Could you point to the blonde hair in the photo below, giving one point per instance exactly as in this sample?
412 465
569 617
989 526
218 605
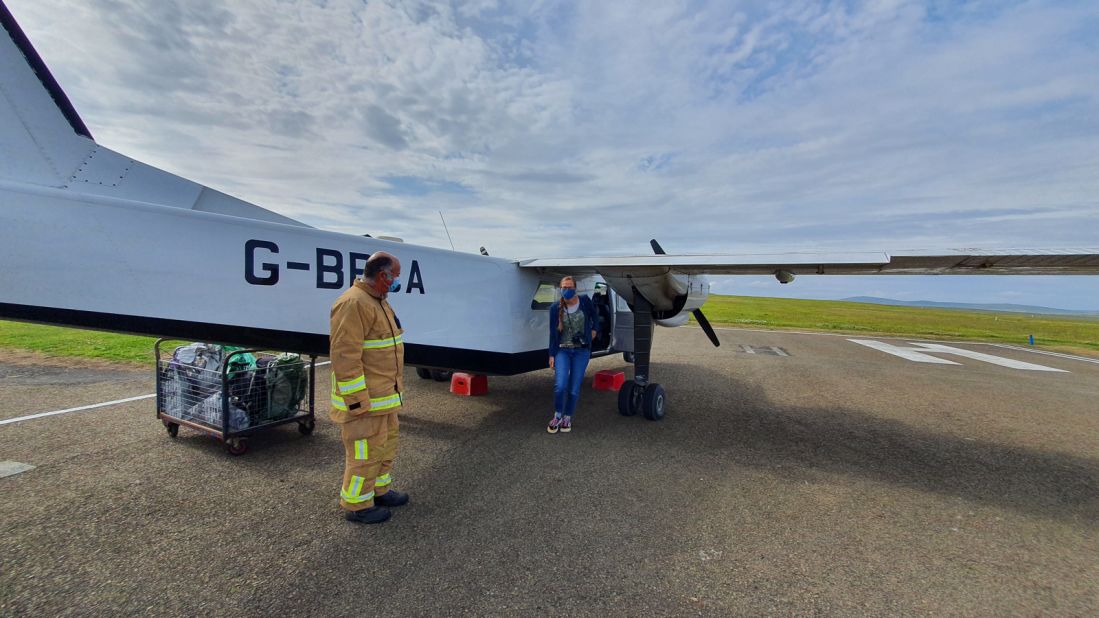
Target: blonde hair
561 306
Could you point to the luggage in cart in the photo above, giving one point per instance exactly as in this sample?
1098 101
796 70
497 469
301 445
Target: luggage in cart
231 393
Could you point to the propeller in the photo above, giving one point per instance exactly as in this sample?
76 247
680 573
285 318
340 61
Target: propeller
699 317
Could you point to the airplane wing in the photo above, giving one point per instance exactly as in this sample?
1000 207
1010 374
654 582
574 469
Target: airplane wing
944 262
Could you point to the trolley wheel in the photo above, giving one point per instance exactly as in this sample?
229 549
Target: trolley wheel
236 447
307 427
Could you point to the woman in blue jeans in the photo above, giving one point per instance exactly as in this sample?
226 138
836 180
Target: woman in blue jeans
573 327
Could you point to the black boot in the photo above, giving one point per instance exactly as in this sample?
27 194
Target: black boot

::::::

# EXERCISE PROMPT
Please copy out all of the records above word for word, line by line, leaving out the pictures.

# THE SOLUTION
Could you point to the blonde hair in the photo below, giving one point per instance exactly as in this sample?
412 465
569 617
989 526
218 605
Target: blonde hair
561 306
Could you point to the luggage in cart in the photo above, giving one point per instance exactly as in this sample?
1098 101
796 70
497 469
301 445
Target: luggage in cart
231 393
Could you point to the propeller in the photo above, giving one point per instance exactly as in this sample?
76 247
680 573
285 318
340 61
Target: propeller
699 317
Could you point to the airplane wing in the photo above, giving one point per instance exactly as in this sample?
1000 207
1010 374
654 582
574 469
Target: airplane wing
944 262
Could you point to the trolley wheel in the photo above, giving one point per instance exactly as in this sample?
229 549
Target: trolley wheel
236 447
307 427
Could you point to the woman in blue jeans in the photo above, giving one point per instance exactly as in this sample?
226 138
836 180
Target: woman in blue jeans
573 327
Could you point to the black boot in the photo above, giving one point per instance exactly as in this sample?
27 194
Target: black boot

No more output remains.